**やること:**
• A. 黒柿についての文章によると、黒柿の黒い模様はどのようにして現れるといわれているか。
• B. 黒柿についての文章を、最後の文の後から書き継いでください。

2025/06/17 20:04

こんにちは!
わたなべ木工芸 渡辺です。
創業75年の伝統工芸の工房で木のペン(木軸ペン)を作っています。
今回は黒柿の木軸ペンについて。
黒柿(くろがき)とは、「黒い模様が現れた柿の木」のことをいいます。

一見すると、ただの柿の木に見えるかもしれませんが、
“黒い模様”があるだけで、黒柿は高級素材として扱われ、
ときには芸術品のように大切にされることもあります。
では、なぜ黒い模様が出るだけでそこまで価値があるのでしょうか?

この記事では、黒柿が“特別な木”とされる理由を、木工職人の視点からわかりやすく解説していきます。

黒柿とは?

黒柿とは、柿の木の中でも、とくに黒い模様が現れた木のことをいいます。
この模様は、あとから色をつけたわけではなく、自然にできたものです。

木が長い時間をかけて育つ中で、成分がかたよったり、
地中の鉄分や環境の影響を受けたりして、黒い線やマーブル模様のような色が現れるといわれています。
ただ、この黒い模様が出る柿の木は、とてもめずらしい存在です。

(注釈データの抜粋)
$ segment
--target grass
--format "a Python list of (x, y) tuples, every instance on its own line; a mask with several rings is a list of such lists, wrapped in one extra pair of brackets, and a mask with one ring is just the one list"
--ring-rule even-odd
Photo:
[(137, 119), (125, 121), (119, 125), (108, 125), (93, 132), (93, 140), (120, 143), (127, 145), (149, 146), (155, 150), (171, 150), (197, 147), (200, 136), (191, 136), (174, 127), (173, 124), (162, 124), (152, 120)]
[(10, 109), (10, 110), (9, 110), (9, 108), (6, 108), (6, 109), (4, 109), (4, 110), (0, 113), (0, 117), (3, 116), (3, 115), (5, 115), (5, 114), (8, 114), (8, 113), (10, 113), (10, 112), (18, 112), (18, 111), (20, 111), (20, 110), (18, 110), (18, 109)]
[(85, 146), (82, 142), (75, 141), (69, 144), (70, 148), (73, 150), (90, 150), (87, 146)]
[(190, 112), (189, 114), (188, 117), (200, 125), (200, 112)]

**解答:**
• A. 木が長い時間をかけて育つ中で、成分がかたよったり、地中の鉄分や環境の影響を受けたりして現れるといわれている。

• B.
「数千本に1本」「1万本に1本」と言う人もいれば、「100本に1本」と言う人もいますが、
実際のところ、木を切ってみるまで分からないため、正確な数ははっきりしていません。
ですがひとつ言えるのは、黒柿は本当に出会うのがむずかしい、特別な木だということです。

なぜ黒柿には価値があるのか?

黒柿が高く評価される一番の理由は、その見た目の美しさと、出会える確率の低さです。
まず模様について。

黒柿には、まるで墨で描いたような線や、マーブル模様、波のようなうねりなど、
自然とは思えないほど美しい模様が出ることがあります。

これらはすべて天然のもので、同じものは二つとありません。
そして希少性。
黒柿が出るかどうかは、木を切ってみるまで分かりません。

さらに、きれいな模様が出ていたとしても、そこから製品にできる部分はごくわずかです。
というのも、黒柿には加工のむずかしさという問題もあります。
まず、乾燥の段階でひび割れが起きやすく、
とくに白い部分には虫食いが出やすいため、材料の保管や乾燥にはとても気をつかいます。
また、白い部分と黒い部分では木のかたさがまったく違うため、
削ったり穴をあけたりする作業も繊細な技術が必要です。
さらに、白と黒のバランスが美しくないと製品として使いづらいという点もあります。

黒が多めで模様に力強さがあるものはよいのですが、
白ばかりだと迫力が出にくく、デザインとして使うのが難しい場合があります。
もちろん、白が多くても模様のバランスが整っていれば、魅力的な素材になります。

ですが、そうした部分は限られており、結果として使えるのはほんの一部だけになるのです。
だからこそ、黒柿は「ただの模様が入った木」ではなく、特別な価値を持った素材として扱われてきたのです。

黒柿は、昔からどんなふうに使われてきたのか?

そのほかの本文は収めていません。